━━━━━ Data for the task

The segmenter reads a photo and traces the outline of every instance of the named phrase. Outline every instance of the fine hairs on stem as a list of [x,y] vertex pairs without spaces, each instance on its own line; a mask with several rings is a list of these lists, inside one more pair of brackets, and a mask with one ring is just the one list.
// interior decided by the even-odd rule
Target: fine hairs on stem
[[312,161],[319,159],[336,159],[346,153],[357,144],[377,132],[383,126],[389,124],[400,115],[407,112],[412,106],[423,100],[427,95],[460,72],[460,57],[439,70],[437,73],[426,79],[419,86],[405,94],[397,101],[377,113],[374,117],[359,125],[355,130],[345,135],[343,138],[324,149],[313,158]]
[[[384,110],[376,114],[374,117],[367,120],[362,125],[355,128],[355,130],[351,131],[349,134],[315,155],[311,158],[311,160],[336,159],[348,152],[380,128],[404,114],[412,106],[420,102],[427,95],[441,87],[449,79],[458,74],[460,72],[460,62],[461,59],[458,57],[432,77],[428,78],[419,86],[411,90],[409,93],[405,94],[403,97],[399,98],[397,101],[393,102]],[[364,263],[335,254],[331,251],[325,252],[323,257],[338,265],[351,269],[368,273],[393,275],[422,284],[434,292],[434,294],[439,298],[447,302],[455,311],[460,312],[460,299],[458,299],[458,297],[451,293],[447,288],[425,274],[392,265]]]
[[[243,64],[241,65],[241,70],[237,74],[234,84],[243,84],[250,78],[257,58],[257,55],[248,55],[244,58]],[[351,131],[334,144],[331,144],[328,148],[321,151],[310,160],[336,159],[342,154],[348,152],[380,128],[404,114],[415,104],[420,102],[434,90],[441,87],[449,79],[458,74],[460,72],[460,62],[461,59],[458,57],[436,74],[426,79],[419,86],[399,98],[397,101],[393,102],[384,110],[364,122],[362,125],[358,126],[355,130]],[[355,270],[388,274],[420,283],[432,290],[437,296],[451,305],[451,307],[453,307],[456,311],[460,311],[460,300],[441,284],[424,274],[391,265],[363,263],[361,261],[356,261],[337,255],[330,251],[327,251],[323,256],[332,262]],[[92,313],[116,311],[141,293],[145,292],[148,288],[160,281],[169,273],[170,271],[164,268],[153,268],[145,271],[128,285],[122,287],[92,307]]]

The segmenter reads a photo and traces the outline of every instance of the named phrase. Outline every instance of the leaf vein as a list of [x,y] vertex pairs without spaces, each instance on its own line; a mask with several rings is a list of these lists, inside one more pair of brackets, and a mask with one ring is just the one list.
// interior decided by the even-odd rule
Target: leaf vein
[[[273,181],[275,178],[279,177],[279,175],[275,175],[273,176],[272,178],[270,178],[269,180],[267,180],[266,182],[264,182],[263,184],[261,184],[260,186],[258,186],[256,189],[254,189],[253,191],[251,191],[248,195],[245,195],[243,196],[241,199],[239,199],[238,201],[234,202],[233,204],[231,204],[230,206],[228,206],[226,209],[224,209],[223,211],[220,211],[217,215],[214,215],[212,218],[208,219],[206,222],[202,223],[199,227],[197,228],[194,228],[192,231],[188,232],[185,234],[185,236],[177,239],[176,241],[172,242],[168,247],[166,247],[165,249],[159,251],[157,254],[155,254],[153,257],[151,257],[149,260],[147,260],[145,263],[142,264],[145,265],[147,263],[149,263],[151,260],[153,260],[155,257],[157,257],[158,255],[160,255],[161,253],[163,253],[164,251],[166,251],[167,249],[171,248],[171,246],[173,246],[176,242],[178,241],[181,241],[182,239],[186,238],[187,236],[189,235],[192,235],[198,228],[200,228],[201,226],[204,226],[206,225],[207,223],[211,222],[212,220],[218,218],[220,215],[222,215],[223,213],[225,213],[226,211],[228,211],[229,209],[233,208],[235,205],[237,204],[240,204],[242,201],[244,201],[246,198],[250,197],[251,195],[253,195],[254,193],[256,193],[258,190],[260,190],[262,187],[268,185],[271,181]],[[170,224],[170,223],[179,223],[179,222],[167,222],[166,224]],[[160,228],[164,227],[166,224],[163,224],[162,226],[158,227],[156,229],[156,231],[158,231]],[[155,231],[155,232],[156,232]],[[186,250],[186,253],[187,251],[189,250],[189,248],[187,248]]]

━━━━━━━━━━

• [What you need to do]: Return, from the material above, every line with the word "ring".

• [Result of this task]:
The segmenter reads a photo and traces the outline of every instance of the named phrase. Outline every instance of the fine hairs on stem as a list of [x,y] vertex pairs without spaces, each instance on its own line; a mask with several rings is a list of these lists, inside one more pair of brackets, and a mask with one ring is just the one list.
The segmenter reads a photo and traces the outline of every instance of the named phrase. Outline every instance of the leaf vein as a list of [x,y] vertex pairs without spaces, each instance on its own line; a mask with several rings is a list of these lists, inside one more pair of brackets, and a mask with one ring is just the one list.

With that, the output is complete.